課題: データの最初の行から始まり「126], [158, 127]]」を含む行で終わる範囲（両端を含む）の各行を、空行を除き、行番号の「番号」と行の「行」の二列からなるMarkdownの表に整える。画像は答えに入れない。

(境界ラベリング項目)
===============

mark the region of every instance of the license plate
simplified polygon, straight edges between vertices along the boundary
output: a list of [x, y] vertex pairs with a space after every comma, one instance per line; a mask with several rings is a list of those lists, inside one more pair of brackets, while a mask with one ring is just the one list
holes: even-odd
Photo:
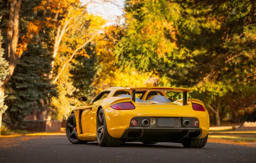
[[174, 127], [175, 126], [175, 118], [158, 118], [157, 126], [158, 127]]

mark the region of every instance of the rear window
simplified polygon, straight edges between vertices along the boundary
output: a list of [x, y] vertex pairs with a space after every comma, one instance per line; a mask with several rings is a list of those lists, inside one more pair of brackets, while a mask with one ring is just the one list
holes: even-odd
[[147, 94], [146, 97], [146, 100], [149, 100], [151, 97], [155, 95], [163, 96], [163, 94], [162, 94], [162, 93], [160, 92], [157, 91], [152, 91]]
[[113, 96], [113, 97], [115, 97], [116, 96], [118, 96], [119, 95], [120, 95], [120, 94], [130, 95], [130, 94], [129, 94], [129, 93], [128, 92], [126, 92], [125, 91], [118, 91], [116, 92], [116, 93], [115, 93], [115, 94], [114, 94], [114, 96]]

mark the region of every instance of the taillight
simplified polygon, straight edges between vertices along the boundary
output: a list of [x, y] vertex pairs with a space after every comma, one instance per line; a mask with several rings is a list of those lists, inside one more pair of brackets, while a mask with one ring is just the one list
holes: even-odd
[[196, 111], [205, 112], [205, 108], [203, 106], [196, 103], [192, 103], [192, 107]]
[[116, 103], [110, 107], [116, 110], [131, 110], [135, 109], [131, 102], [125, 102]]

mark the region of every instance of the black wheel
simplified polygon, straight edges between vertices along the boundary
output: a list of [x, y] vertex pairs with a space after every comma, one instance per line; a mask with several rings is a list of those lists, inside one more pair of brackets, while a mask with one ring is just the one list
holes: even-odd
[[68, 117], [66, 124], [66, 134], [68, 140], [73, 144], [84, 144], [88, 142], [80, 140], [77, 136], [76, 117], [74, 114]]
[[142, 143], [144, 144], [155, 144], [158, 143], [158, 142], [142, 142]]
[[101, 109], [97, 117], [97, 138], [101, 147], [117, 147], [121, 144], [121, 139], [114, 138], [107, 132], [104, 111]]
[[182, 142], [182, 144], [185, 148], [200, 148], [205, 145], [207, 139], [208, 135], [202, 139], [185, 139]]

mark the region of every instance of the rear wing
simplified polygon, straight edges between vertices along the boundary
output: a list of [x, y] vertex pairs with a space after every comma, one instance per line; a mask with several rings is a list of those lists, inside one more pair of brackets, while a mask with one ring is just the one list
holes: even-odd
[[191, 89], [190, 89], [165, 87], [132, 87], [125, 89], [125, 91], [131, 93], [131, 100], [134, 102], [135, 101], [135, 92], [136, 91], [147, 91], [149, 90], [183, 92], [183, 105], [187, 105], [187, 93], [191, 92]]

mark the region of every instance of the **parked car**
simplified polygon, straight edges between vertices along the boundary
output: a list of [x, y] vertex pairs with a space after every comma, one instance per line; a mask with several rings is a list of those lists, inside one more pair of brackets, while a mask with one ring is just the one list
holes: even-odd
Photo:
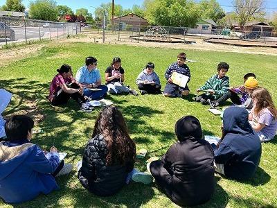
[[6, 38], [6, 37], [10, 41], [15, 40], [15, 31], [4, 22], [0, 21], [0, 38]]
[[251, 32], [240, 36], [240, 38], [244, 39], [259, 39], [260, 37], [260, 32]]

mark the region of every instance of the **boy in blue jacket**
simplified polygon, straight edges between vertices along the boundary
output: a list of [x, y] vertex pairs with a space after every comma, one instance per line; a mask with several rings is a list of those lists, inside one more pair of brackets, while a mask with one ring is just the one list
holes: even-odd
[[24, 115], [13, 116], [6, 123], [7, 139], [0, 142], [0, 197], [8, 203], [23, 202], [57, 189], [54, 176], [72, 170], [72, 164], [60, 163], [55, 147], [47, 159], [30, 142], [33, 126], [33, 119]]

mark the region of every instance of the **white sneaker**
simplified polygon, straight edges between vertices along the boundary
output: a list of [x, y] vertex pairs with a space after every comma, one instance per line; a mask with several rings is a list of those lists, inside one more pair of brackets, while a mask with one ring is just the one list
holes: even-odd
[[84, 103], [82, 104], [82, 106], [80, 107], [80, 110], [84, 111], [84, 112], [92, 112], [92, 110], [93, 110], [93, 106], [92, 106], [89, 102], [87, 102]]
[[55, 177], [69, 174], [70, 172], [71, 172], [73, 168], [73, 165], [72, 164], [66, 163], [64, 165], [62, 170], [60, 170], [60, 172], [57, 173]]

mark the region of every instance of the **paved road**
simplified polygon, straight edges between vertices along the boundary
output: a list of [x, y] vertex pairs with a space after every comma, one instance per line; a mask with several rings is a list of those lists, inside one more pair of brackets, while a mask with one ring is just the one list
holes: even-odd
[[[11, 27], [12, 30], [15, 31], [15, 41], [21, 42], [25, 41], [25, 30], [24, 27]], [[70, 35], [75, 34], [75, 31], [73, 31], [75, 28], [69, 27], [67, 28], [44, 28], [38, 27], [27, 27], [26, 28], [26, 36], [27, 40], [29, 39], [39, 39], [39, 32], [41, 38], [50, 38], [50, 35], [51, 38], [57, 38], [57, 35], [58, 37], [61, 36], [61, 37], [64, 37], [67, 35], [69, 33]], [[6, 42], [5, 38], [1, 38], [0, 42]]]

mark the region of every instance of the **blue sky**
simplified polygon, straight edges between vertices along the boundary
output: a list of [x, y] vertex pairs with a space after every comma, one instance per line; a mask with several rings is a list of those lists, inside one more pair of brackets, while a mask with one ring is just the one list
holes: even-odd
[[[197, 0], [197, 1], [199, 1], [200, 0]], [[266, 11], [267, 12], [271, 12], [274, 11], [277, 12], [277, 0], [265, 0], [265, 7], [267, 8]], [[29, 5], [30, 0], [23, 0], [22, 3], [23, 4], [26, 6], [28, 7]], [[89, 10], [89, 12], [93, 13], [95, 11], [95, 9], [92, 7], [90, 6], [94, 6], [94, 7], [98, 7], [102, 3], [106, 3], [108, 2], [111, 2], [111, 0], [93, 0], [93, 1], [89, 1], [89, 0], [56, 0], [57, 5], [66, 5], [69, 6], [70, 8], [72, 8], [72, 10], [75, 12], [76, 9], [80, 8], [86, 8]], [[144, 0], [136, 0], [136, 1], [130, 1], [130, 0], [114, 0], [115, 3], [116, 4], [120, 4], [121, 5], [123, 8], [132, 8], [133, 4], [137, 4], [137, 5], [142, 5], [143, 3]], [[217, 2], [220, 3], [220, 5], [222, 6], [222, 6], [222, 8], [226, 11], [229, 12], [233, 10], [233, 8], [231, 6], [231, 1], [232, 0], [230, 1], [226, 1], [226, 0], [217, 0]], [[0, 6], [2, 6], [6, 3], [6, 0], [0, 0]], [[269, 9], [269, 8], [274, 8], [273, 9]]]

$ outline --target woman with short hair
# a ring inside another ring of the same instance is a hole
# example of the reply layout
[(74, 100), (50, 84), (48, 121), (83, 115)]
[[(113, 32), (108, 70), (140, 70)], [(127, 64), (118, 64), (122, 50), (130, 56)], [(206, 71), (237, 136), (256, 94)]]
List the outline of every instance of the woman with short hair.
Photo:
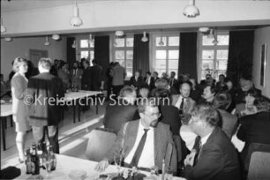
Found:
[(12, 94), (12, 114), (13, 121), (16, 125), (16, 146), (19, 153), (19, 161), (24, 162), (25, 154), (25, 136), (30, 130), (27, 116), (27, 107), (25, 103), (26, 90), (28, 80), (25, 74), (27, 72), (27, 61), (21, 57), (14, 60), (13, 71), (14, 76), (11, 79), (11, 94)]

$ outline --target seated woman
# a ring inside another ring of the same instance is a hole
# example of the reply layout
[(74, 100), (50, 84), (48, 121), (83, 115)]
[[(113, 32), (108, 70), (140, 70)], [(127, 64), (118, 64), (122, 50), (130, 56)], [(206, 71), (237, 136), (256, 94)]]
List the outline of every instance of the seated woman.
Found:
[(238, 117), (256, 114), (258, 112), (256, 105), (259, 100), (259, 95), (255, 89), (248, 90), (244, 100), (245, 103), (236, 104), (235, 114)]

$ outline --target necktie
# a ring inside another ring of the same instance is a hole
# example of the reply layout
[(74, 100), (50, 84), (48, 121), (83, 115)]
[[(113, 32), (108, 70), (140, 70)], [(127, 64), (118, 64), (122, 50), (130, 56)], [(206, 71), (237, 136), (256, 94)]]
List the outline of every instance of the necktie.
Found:
[(132, 167), (137, 167), (138, 166), (138, 163), (139, 163), (139, 160), (140, 158), (140, 155), (141, 155), (141, 153), (144, 149), (144, 146), (145, 146), (145, 144), (146, 144), (146, 137), (147, 137), (147, 131), (148, 131), (149, 129), (144, 129), (145, 131), (145, 133), (144, 135), (141, 137), (140, 139), (140, 141), (138, 145), (138, 147), (135, 151), (135, 154), (134, 154), (134, 156), (131, 160), (131, 168)]
[(184, 98), (182, 98), (182, 101), (179, 107), (179, 113), (183, 114), (183, 109), (184, 109)]

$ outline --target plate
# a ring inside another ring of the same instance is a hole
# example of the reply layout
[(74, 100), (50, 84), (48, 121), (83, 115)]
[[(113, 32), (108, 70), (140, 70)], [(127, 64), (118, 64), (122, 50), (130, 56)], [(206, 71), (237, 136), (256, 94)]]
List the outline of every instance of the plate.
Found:
[(87, 173), (85, 170), (81, 169), (74, 169), (69, 173), (69, 177), (71, 179), (86, 179), (87, 176)]

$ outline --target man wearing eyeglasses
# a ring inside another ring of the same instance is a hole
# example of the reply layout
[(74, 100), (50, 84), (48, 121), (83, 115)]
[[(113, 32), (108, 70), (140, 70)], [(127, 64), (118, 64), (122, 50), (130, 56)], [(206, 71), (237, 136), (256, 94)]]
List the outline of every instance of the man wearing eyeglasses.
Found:
[(161, 116), (158, 106), (154, 100), (142, 101), (139, 105), (140, 119), (123, 124), (116, 140), (108, 151), (103, 161), (95, 167), (103, 171), (116, 157), (123, 155), (125, 167), (138, 167), (144, 170), (157, 166), (162, 169), (170, 167), (176, 172), (176, 151), (169, 126), (158, 122)]

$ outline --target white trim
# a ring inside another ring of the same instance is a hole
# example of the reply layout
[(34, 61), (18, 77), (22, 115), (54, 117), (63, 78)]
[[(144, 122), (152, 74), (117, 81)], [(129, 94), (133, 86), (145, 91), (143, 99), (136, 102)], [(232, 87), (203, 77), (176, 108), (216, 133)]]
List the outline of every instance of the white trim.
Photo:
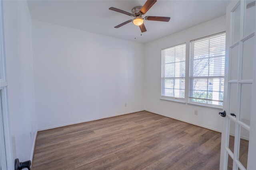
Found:
[(168, 100), (169, 101), (172, 102), (178, 102), (182, 103), (186, 103), (186, 102), (185, 101), (185, 98), (174, 98), (171, 97), (166, 97), (164, 96), (162, 96), (160, 98), (160, 100)]
[(215, 104), (206, 104), (202, 103), (196, 102), (188, 102), (187, 103), (188, 104), (193, 104), (194, 105), (200, 106), (201, 106), (208, 107), (210, 107), (216, 108), (217, 109), (222, 109), (223, 108), (222, 106), (216, 105)]
[(32, 150), (31, 150), (31, 154), (30, 154), (30, 160), (31, 163), (33, 162), (33, 156), (34, 156), (34, 150), (35, 148), (35, 145), (36, 145), (36, 136), (37, 135), (38, 131), (36, 131), (35, 136), (34, 137), (34, 141), (33, 141), (33, 145), (32, 145)]
[(190, 124), (192, 124), (192, 125), (196, 125), (196, 126), (200, 126), (200, 127), (204, 127), (204, 128), (208, 129), (210, 129), (210, 130), (212, 130), (212, 131), (216, 131), (217, 132), (221, 133), (221, 130), (220, 130), (219, 129), (216, 129), (213, 128), (212, 127), (209, 127), (207, 126), (205, 126), (205, 125), (200, 125), (200, 124), (198, 124), (198, 123), (195, 123), (194, 122), (192, 122), (191, 121), (188, 121), (187, 120), (184, 120), (184, 119), (182, 119), (178, 118), (178, 117), (174, 117), (174, 116), (170, 116), (169, 115), (165, 115), (164, 114), (159, 113), (157, 113), (157, 112), (156, 112), (155, 111), (151, 111), (151, 110), (150, 110), (145, 109), (145, 110), (147, 111), (149, 111), (150, 112), (159, 115), (161, 115), (162, 116), (165, 116), (166, 117), (169, 117), (170, 118), (174, 119), (175, 119), (176, 120), (179, 120), (179, 121), (183, 121), (183, 122), (186, 122), (186, 123), (190, 123)]
[(3, 119), (4, 128), (4, 136), (5, 139), (5, 149), (7, 161), (7, 168), (8, 170), (14, 169), (14, 164), (12, 160), (12, 139), (10, 135), (10, 117), (8, 109), (8, 100), (7, 86), (1, 88), (2, 90), (2, 107), (3, 111)]
[(105, 119), (105, 118), (109, 118), (109, 117), (114, 117), (116, 116), (119, 116), (119, 115), (126, 115), (126, 114), (132, 113), (133, 113), (138, 112), (139, 112), (139, 111), (145, 111), (145, 110), (144, 109), (142, 109), (137, 110), (134, 110), (134, 111), (129, 111), (129, 112), (124, 112), (124, 113), (120, 113), (120, 114), (116, 114), (116, 115), (110, 115), (110, 116), (104, 116), (104, 117), (98, 117), (98, 118), (96, 118), (96, 119), (89, 119), (83, 120), (83, 121), (76, 121), (76, 122), (75, 122), (70, 123), (68, 123), (62, 124), (62, 125), (56, 125), (56, 126), (50, 126), (49, 127), (44, 127), (44, 128), (39, 128), (39, 129), (37, 129), (37, 131), (38, 131), (39, 132), (39, 131), (44, 131), (45, 130), (48, 130), (48, 129), (51, 129), (56, 128), (56, 127), (62, 127), (63, 126), (67, 126), (67, 125), (75, 125), (76, 124), (80, 123), (81, 123), (87, 122), (88, 122), (88, 121), (94, 121), (94, 120), (99, 120), (99, 119)]

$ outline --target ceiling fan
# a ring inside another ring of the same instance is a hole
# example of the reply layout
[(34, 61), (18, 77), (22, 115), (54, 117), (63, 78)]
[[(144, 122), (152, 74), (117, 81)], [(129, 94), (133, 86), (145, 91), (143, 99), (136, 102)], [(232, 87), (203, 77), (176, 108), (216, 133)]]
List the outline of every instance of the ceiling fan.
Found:
[(109, 9), (110, 10), (120, 12), (134, 18), (133, 19), (126, 21), (114, 27), (118, 28), (132, 21), (135, 25), (140, 27), (141, 32), (143, 33), (147, 31), (145, 25), (144, 25), (144, 21), (145, 20), (168, 22), (169, 21), (170, 21), (170, 17), (154, 16), (146, 16), (143, 17), (143, 16), (145, 15), (146, 13), (147, 12), (148, 10), (149, 10), (156, 2), (156, 0), (147, 0), (144, 5), (143, 5), (143, 6), (138, 6), (132, 8), (132, 14), (115, 8), (110, 8)]

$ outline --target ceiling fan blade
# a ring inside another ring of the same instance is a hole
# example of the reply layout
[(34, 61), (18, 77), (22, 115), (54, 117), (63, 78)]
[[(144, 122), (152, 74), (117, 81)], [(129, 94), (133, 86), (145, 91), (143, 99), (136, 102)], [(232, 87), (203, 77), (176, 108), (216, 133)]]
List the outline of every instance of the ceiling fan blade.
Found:
[(140, 9), (141, 13), (145, 14), (147, 11), (149, 10), (150, 8), (153, 6), (153, 5), (155, 4), (156, 2), (156, 0), (147, 0), (146, 2), (142, 8)]
[(126, 11), (123, 11), (122, 10), (120, 10), (119, 9), (116, 8), (114, 7), (110, 7), (108, 8), (109, 10), (112, 10), (112, 11), (116, 11), (116, 12), (120, 12), (120, 13), (124, 14), (127, 15), (129, 16), (133, 16), (133, 14), (130, 12), (126, 12)]
[(252, 1), (248, 3), (247, 5), (246, 5), (246, 9), (250, 8), (251, 7), (252, 7), (255, 6), (255, 1)]
[(139, 27), (140, 27), (140, 31), (141, 31), (142, 33), (144, 33), (144, 32), (147, 31), (147, 29), (146, 29), (144, 23), (139, 26)]
[(132, 21), (132, 20), (128, 20), (127, 21), (126, 21), (124, 22), (123, 22), (122, 23), (120, 23), (120, 24), (116, 26), (115, 27), (114, 27), (114, 28), (118, 28), (119, 27), (121, 27), (122, 26), (124, 25), (125, 25), (125, 24), (126, 24), (127, 23), (129, 23), (131, 22)]
[(147, 16), (145, 17), (146, 20), (149, 21), (163, 21), (164, 22), (169, 22), (171, 18), (166, 17), (157, 17), (154, 16)]

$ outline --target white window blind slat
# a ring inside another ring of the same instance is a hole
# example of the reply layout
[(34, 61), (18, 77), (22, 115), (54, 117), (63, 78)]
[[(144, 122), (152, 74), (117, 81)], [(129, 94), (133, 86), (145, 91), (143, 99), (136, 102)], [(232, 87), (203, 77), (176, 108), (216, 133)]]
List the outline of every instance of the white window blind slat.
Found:
[(185, 98), (186, 44), (162, 50), (162, 96)]
[(223, 106), (226, 33), (190, 41), (190, 101)]

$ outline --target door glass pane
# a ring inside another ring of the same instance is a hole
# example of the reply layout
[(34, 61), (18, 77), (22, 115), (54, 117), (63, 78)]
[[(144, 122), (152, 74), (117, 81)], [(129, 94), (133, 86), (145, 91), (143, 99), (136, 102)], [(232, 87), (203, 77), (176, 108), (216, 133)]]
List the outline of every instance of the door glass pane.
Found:
[(254, 36), (244, 42), (242, 72), (242, 79), (243, 80), (252, 78), (254, 42)]
[(239, 47), (239, 45), (236, 45), (231, 49), (230, 80), (237, 80), (238, 78)]
[(232, 38), (233, 43), (238, 41), (240, 39), (240, 26), (241, 22), (241, 9), (240, 4), (232, 12), (233, 23)]
[(235, 122), (229, 119), (229, 136), (228, 140), (228, 148), (234, 153), (234, 146), (235, 141)]
[(251, 117), (252, 86), (250, 84), (243, 84), (241, 89), (240, 120), (249, 126)]
[(244, 4), (244, 35), (255, 29), (255, 0), (246, 0)]
[(228, 170), (232, 170), (233, 169), (233, 159), (228, 154)]
[(246, 169), (247, 168), (249, 132), (241, 126), (240, 128), (239, 160)]
[(0, 145), (1, 148), (1, 170), (7, 170), (7, 164), (6, 162), (6, 156), (5, 151), (5, 141), (4, 140), (4, 121), (3, 119), (3, 110), (2, 109), (2, 90), (0, 90), (0, 127), (1, 133), (0, 134)]
[(237, 108), (237, 84), (230, 83), (229, 114), (236, 113)]

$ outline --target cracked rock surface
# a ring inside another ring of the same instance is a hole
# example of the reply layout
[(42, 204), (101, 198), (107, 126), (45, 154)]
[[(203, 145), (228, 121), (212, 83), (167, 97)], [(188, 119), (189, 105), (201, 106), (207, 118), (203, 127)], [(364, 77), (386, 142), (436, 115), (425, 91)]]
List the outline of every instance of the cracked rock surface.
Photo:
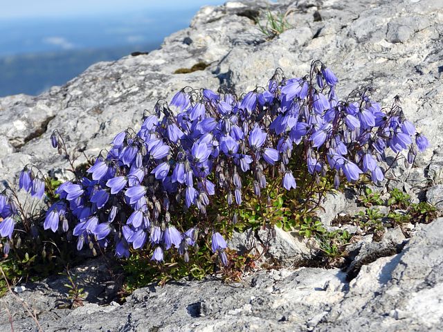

===============

期待される回答:
| 番号 | 行 |
|---|---|
| 1 | mark the region of every instance of the license plate |
| 2 | simplified polygon, straight edges between vertices along the boundary |
| 3 | output: a list of [x, y] vertex pairs with a space after every comma, one instance per line; a mask with several rings is a list of those lists, inside one more pair of brackets, while a mask with one ring is just the one list |
| 4 | holes: even-odd |
| 5 | Photo: |
| 6 | [[174, 127], [175, 126], [175, 118], [158, 118], [157, 126], [158, 127]] |